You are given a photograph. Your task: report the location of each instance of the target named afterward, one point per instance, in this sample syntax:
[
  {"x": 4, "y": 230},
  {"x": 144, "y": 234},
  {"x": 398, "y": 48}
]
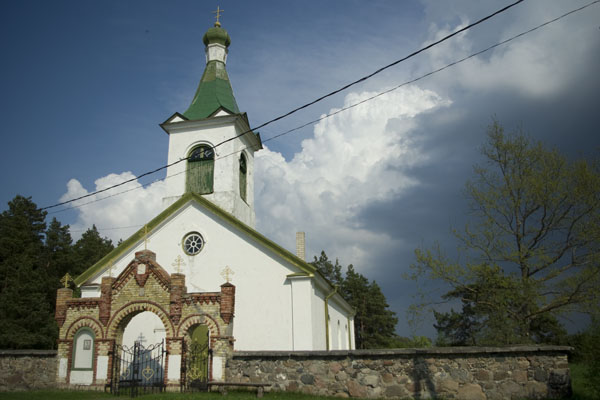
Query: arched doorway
[
  {"x": 140, "y": 354},
  {"x": 197, "y": 353}
]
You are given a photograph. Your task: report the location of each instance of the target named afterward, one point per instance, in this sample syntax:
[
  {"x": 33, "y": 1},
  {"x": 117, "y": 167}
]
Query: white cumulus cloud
[
  {"x": 354, "y": 158},
  {"x": 119, "y": 216}
]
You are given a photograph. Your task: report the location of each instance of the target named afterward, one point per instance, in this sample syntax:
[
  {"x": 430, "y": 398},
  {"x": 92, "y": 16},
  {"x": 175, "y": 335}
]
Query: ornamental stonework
[{"x": 142, "y": 286}]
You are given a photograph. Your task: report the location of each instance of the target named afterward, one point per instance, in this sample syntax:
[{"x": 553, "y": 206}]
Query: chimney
[{"x": 301, "y": 245}]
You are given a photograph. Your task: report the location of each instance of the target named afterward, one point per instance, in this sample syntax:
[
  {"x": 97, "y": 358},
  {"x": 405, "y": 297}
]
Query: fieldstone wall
[
  {"x": 470, "y": 373},
  {"x": 27, "y": 369}
]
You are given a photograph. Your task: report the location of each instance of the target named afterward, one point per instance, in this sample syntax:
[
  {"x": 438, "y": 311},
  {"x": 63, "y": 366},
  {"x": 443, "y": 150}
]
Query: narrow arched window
[
  {"x": 200, "y": 171},
  {"x": 243, "y": 176},
  {"x": 83, "y": 349}
]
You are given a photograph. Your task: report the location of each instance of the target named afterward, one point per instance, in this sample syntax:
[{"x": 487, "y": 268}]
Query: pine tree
[
  {"x": 58, "y": 257},
  {"x": 26, "y": 319},
  {"x": 374, "y": 323}
]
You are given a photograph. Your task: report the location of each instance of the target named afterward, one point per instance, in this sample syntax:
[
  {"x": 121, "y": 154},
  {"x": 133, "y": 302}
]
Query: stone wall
[
  {"x": 27, "y": 369},
  {"x": 472, "y": 373}
]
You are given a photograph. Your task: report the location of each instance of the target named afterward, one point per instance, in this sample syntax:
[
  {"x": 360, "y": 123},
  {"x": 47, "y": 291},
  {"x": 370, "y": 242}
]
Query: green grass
[
  {"x": 89, "y": 395},
  {"x": 580, "y": 392}
]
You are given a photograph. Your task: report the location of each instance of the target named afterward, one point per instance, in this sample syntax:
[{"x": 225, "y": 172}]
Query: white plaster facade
[
  {"x": 281, "y": 302},
  {"x": 186, "y": 135},
  {"x": 273, "y": 310}
]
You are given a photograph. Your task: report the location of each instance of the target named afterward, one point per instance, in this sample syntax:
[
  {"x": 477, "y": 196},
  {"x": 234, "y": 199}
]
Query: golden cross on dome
[
  {"x": 178, "y": 263},
  {"x": 66, "y": 280},
  {"x": 218, "y": 12},
  {"x": 226, "y": 273},
  {"x": 110, "y": 267},
  {"x": 145, "y": 237}
]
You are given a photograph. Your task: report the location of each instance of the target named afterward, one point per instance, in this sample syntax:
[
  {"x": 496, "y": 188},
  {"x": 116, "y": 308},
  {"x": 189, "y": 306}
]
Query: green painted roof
[
  {"x": 214, "y": 92},
  {"x": 137, "y": 237},
  {"x": 216, "y": 34}
]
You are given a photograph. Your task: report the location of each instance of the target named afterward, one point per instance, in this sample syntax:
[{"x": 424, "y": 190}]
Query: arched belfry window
[
  {"x": 200, "y": 171},
  {"x": 243, "y": 176}
]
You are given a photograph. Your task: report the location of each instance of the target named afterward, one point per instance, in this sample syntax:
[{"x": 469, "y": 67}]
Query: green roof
[
  {"x": 214, "y": 92},
  {"x": 137, "y": 237}
]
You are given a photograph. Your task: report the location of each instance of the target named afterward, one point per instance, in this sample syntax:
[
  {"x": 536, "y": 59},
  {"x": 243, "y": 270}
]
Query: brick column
[
  {"x": 62, "y": 296},
  {"x": 178, "y": 290},
  {"x": 105, "y": 298},
  {"x": 173, "y": 362}
]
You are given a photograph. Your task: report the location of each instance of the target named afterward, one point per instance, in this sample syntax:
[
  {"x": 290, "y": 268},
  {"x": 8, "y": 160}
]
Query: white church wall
[
  {"x": 301, "y": 294},
  {"x": 338, "y": 326},
  {"x": 259, "y": 275},
  {"x": 81, "y": 377},
  {"x": 319, "y": 327},
  {"x": 226, "y": 168}
]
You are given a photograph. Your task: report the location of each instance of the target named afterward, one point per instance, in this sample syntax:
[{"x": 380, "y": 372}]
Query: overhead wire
[
  {"x": 343, "y": 108},
  {"x": 364, "y": 78}
]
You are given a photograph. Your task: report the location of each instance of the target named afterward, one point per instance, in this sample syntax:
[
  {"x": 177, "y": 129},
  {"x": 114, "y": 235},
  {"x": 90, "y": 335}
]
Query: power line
[
  {"x": 364, "y": 78},
  {"x": 347, "y": 107}
]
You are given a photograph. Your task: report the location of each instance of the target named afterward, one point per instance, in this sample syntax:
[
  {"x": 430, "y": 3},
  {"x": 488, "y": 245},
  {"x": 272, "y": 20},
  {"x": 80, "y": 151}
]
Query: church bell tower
[{"x": 213, "y": 139}]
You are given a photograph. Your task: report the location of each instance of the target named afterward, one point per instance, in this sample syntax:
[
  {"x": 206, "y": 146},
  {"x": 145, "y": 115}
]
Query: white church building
[{"x": 201, "y": 259}]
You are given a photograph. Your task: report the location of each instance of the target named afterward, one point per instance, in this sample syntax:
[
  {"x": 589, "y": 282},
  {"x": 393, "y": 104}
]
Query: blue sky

◆ Stated exercise
Transcribe the whole listing exactly. Pictures stay out of your copy.

◆ The solution
You are given a photograph. Your task: report the location of each instance of the target named afterward, one point per instance, in this sample syntax:
[
  {"x": 4, "y": 230},
  {"x": 144, "y": 234},
  {"x": 398, "y": 48}
]
Query: arched doorway
[
  {"x": 140, "y": 354},
  {"x": 197, "y": 353}
]
You are given a photograph. Your task: report the location of each instance of the target named afterward, one point per instance, in this sample syntax:
[
  {"x": 33, "y": 1},
  {"x": 117, "y": 167}
]
Query: white cumulus cloud
[
  {"x": 354, "y": 158},
  {"x": 119, "y": 216}
]
You are given a photograph. Your task: report the location of each instance of the target named afterward, one point per instance, in this sample syntax:
[
  {"x": 430, "y": 398},
  {"x": 92, "y": 16},
  {"x": 175, "y": 335}
]
Query: ornamental stonework
[{"x": 142, "y": 286}]
You are given a photograph. Your task: report the location of each instance of the target named afterward, one point per instance, in this sample syntax:
[{"x": 553, "y": 206}]
Query: chimney
[{"x": 301, "y": 245}]
You are given a photograph. Your task: report the location of each instance of the target named afterward, one point per instance, in this sample syntax:
[
  {"x": 97, "y": 358},
  {"x": 405, "y": 297}
]
Query: fieldstone wall
[
  {"x": 470, "y": 373},
  {"x": 27, "y": 369}
]
You are given a photograph. Your task: report the location of each instance of the target named afterward, one point per instance, in this sample syntax:
[
  {"x": 438, "y": 311},
  {"x": 63, "y": 366},
  {"x": 443, "y": 150}
]
Query: narrow arched window
[
  {"x": 200, "y": 171},
  {"x": 243, "y": 176},
  {"x": 83, "y": 349}
]
You are given a photograph. Your task: report the location of each instance of the target named afterward, one point per instance, in this sample syntax:
[{"x": 487, "y": 268}]
Query: pine tree
[
  {"x": 58, "y": 257},
  {"x": 26, "y": 319},
  {"x": 374, "y": 323}
]
You are given a photograph. Your task: report the location of each instance of the target named afterward, one point per instance, in this sample syntax:
[
  {"x": 121, "y": 154},
  {"x": 133, "y": 302}
]
Query: stone wall
[
  {"x": 27, "y": 369},
  {"x": 472, "y": 373}
]
You are given a photograph. Your task: report the location of each instance of the target named afterward, one point per instance, in this sample syntax:
[
  {"x": 360, "y": 123},
  {"x": 47, "y": 291},
  {"x": 370, "y": 242}
]
Query: green grass
[
  {"x": 89, "y": 395},
  {"x": 580, "y": 392}
]
You are given a photograph. Your task: report the location of each instance of the target named afterward, one point per instance, in this sample syntax:
[{"x": 225, "y": 172}]
Query: white plaster facade
[
  {"x": 281, "y": 302},
  {"x": 186, "y": 135},
  {"x": 273, "y": 310}
]
You are given a photograph. Your task: report the location of each instance of the target named afterward, one point per instance, in this sample syntax:
[
  {"x": 477, "y": 196},
  {"x": 234, "y": 199}
]
Query: golden cross on dome
[
  {"x": 178, "y": 263},
  {"x": 66, "y": 280},
  {"x": 218, "y": 12},
  {"x": 226, "y": 273},
  {"x": 110, "y": 267},
  {"x": 145, "y": 237}
]
You are given a photograph. Your task: report the location of each instance of the target named afterward, one point per instance, in this sample syntax:
[
  {"x": 496, "y": 188},
  {"x": 116, "y": 308},
  {"x": 189, "y": 306}
]
Query: green painted roof
[
  {"x": 214, "y": 92},
  {"x": 137, "y": 237},
  {"x": 216, "y": 34}
]
You are given a photograph. Your task: report the location of each instance of the target named afterward, one point per instance, in this sample syntax:
[{"x": 424, "y": 190}]
Query: arched belfry window
[
  {"x": 200, "y": 171},
  {"x": 243, "y": 176}
]
You are given a photograph. Your task: report the location of each instance of the target named afterward, one point per instance, in this sample syntax:
[{"x": 469, "y": 67}]
Query: green roof
[
  {"x": 214, "y": 92},
  {"x": 137, "y": 237}
]
You are given a photograph. Your task: report the location of each instance of the target named afterward, one point per instance, in this sample syntax:
[
  {"x": 536, "y": 59},
  {"x": 243, "y": 270}
]
Query: brick column
[
  {"x": 62, "y": 296},
  {"x": 178, "y": 290},
  {"x": 105, "y": 298},
  {"x": 173, "y": 362}
]
You are given a photograph. Your task: report the location of each instance of the target named afterward, one point per instance, in this sample syntax:
[
  {"x": 290, "y": 268},
  {"x": 8, "y": 160}
]
Query: white church wall
[
  {"x": 301, "y": 294},
  {"x": 338, "y": 326},
  {"x": 259, "y": 275},
  {"x": 81, "y": 377},
  {"x": 319, "y": 327},
  {"x": 226, "y": 168}
]
You are given a photograph. Your task: report the location of each instance of the target named afterward, one point per instance, in this sample syntax:
[{"x": 380, "y": 372}]
Query: overhead wire
[
  {"x": 343, "y": 108},
  {"x": 364, "y": 78}
]
You are given a photograph. Your task: report the location of each instance of the target named afterward, one point per instance, in this sample syntax:
[
  {"x": 177, "y": 129},
  {"x": 114, "y": 235},
  {"x": 90, "y": 335}
]
Query: power line
[
  {"x": 364, "y": 78},
  {"x": 347, "y": 107}
]
You are given a photograph. Your task: report the location of each instance of the target named afterward, one point per instance, in this sample syntax:
[
  {"x": 430, "y": 3},
  {"x": 488, "y": 245},
  {"x": 272, "y": 20},
  {"x": 80, "y": 151}
]
Query: church bell tower
[{"x": 213, "y": 139}]
You are given a photograph. Your task: report the location of each instance of the target named afterward, one point per instance, in this sample syntax:
[
  {"x": 206, "y": 146},
  {"x": 145, "y": 115}
]
Query: white church building
[{"x": 201, "y": 259}]
You are given a photograph. Your task: report the location of each instance of the target named afterward, one point per instance, in this sample syntax:
[
  {"x": 589, "y": 282},
  {"x": 393, "y": 104}
]
Query: blue sky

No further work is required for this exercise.